WHAT YOU ARE ASKED TO DO:
Omit the pictures, then write out every entry exactly as it reads.

DATA FOR ANALYSIS:

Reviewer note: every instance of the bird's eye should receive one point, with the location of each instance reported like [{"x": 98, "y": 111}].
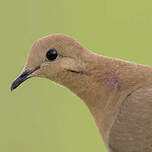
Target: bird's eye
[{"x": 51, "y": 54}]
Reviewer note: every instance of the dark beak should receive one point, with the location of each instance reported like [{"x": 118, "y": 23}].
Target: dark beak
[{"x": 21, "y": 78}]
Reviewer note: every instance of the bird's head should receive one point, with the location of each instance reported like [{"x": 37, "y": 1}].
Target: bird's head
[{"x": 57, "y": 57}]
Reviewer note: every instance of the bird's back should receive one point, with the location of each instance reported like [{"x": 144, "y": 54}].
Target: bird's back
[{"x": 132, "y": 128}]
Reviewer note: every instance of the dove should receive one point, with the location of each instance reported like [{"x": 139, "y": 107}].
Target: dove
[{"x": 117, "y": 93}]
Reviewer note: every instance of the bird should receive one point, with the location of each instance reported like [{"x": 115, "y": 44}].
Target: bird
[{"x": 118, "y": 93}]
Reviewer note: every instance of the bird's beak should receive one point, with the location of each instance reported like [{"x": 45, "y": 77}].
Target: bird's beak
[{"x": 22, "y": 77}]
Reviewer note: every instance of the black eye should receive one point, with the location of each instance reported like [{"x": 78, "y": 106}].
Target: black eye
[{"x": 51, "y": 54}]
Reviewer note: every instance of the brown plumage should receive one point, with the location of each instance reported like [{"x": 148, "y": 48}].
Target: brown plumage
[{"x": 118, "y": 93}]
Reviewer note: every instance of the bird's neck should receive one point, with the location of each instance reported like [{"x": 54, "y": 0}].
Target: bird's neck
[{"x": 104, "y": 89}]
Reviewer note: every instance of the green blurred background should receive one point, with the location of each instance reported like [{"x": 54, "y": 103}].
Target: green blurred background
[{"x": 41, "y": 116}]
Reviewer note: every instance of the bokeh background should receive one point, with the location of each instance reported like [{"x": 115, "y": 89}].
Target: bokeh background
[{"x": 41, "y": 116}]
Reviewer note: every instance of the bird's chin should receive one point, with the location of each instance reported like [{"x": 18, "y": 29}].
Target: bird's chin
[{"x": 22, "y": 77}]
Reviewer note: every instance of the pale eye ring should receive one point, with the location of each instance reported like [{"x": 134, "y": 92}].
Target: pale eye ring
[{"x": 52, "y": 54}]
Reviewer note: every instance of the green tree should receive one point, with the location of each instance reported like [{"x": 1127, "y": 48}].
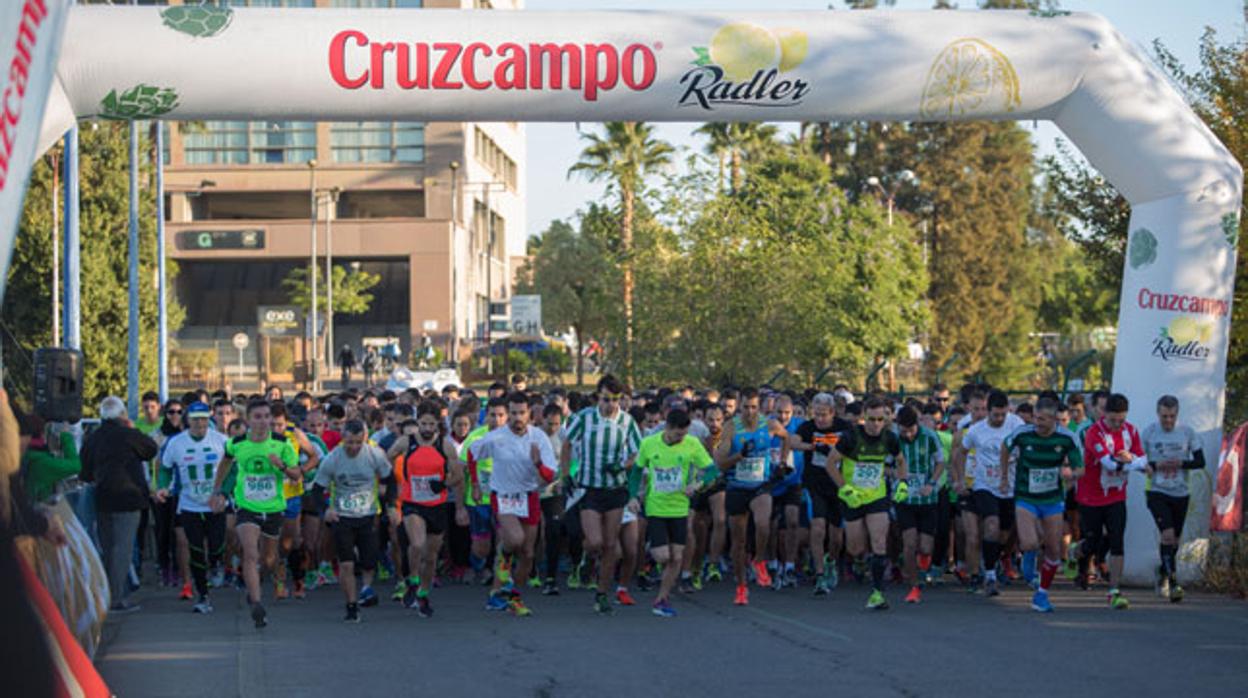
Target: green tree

YOUR RESPONSE:
Reviewer note: every instance of the bird's eye should receive one point, with the location of each instance reported like [{"x": 98, "y": 111}].
Target: bird's eye
[{"x": 51, "y": 54}]
Reviewer note: every instance of the dark beak should receive one point, with the location of each instance reported like [{"x": 118, "y": 23}].
Target: dark beak
[{"x": 21, "y": 78}]
Reviewer note: every instance of the bird's head should receive one point, with the location of each instance reported like [{"x": 37, "y": 1}].
Target: bird's head
[{"x": 57, "y": 57}]
Reviewer note: every instance of the bird's back should receive one point, with the location of each instance reported like [{"x": 144, "y": 54}].
Target: bird's back
[{"x": 132, "y": 128}]
Reviewer note: every instance of the dove should receive one point, with the location of each instance reported like [{"x": 139, "y": 107}].
Target: dove
[{"x": 117, "y": 93}]
Reviewer note: every instance of the bird should receive one point, with the location of each instance reported like [{"x": 115, "y": 44}].
Target: bird
[{"x": 118, "y": 93}]
Reviewer note: every instance of the bird's beak should receive one point, with the location of each instance reported like [{"x": 45, "y": 77}].
Target: bird's beak
[{"x": 22, "y": 77}]
Reviewer note: every instance of the black eye should receive one point, with the location of each instance reported like [{"x": 78, "y": 106}].
Target: black eye
[{"x": 51, "y": 54}]
Reviewer note: every instance of the brown plumage should receive one point, with the location of each instance reported like [{"x": 148, "y": 48}].
Target: brown plumage
[{"x": 118, "y": 93}]
Reviewer note: every instance of the bird's neck should receive one point, with the location of each instance reported like [{"x": 54, "y": 0}].
Target: bird's neck
[{"x": 104, "y": 89}]
Reviewer note: every instance of the green blurred background should receive one point, with the location of each instance reported like [{"x": 54, "y": 103}].
Target: green blurred background
[{"x": 41, "y": 116}]
Reviewer note: every instance of the bokeh background should receive one point, with the location of each instance reported like [{"x": 115, "y": 89}].
Target: bokeh background
[{"x": 41, "y": 116}]
Reviewer note: every instance of the bird's chin should receive one point, with the location of each instance reported like [{"x": 18, "y": 29}].
Target: bird's chin
[{"x": 22, "y": 77}]
Reviewer note: every instance of the pale eye ring should receive one point, with the location of each instance reported like [{"x": 134, "y": 92}].
Target: pale eye ring
[{"x": 52, "y": 54}]
Reviewer note: every instance of the green tree should receive one point, with the location of each instance reported like [{"x": 1127, "y": 48}].
Target: green tree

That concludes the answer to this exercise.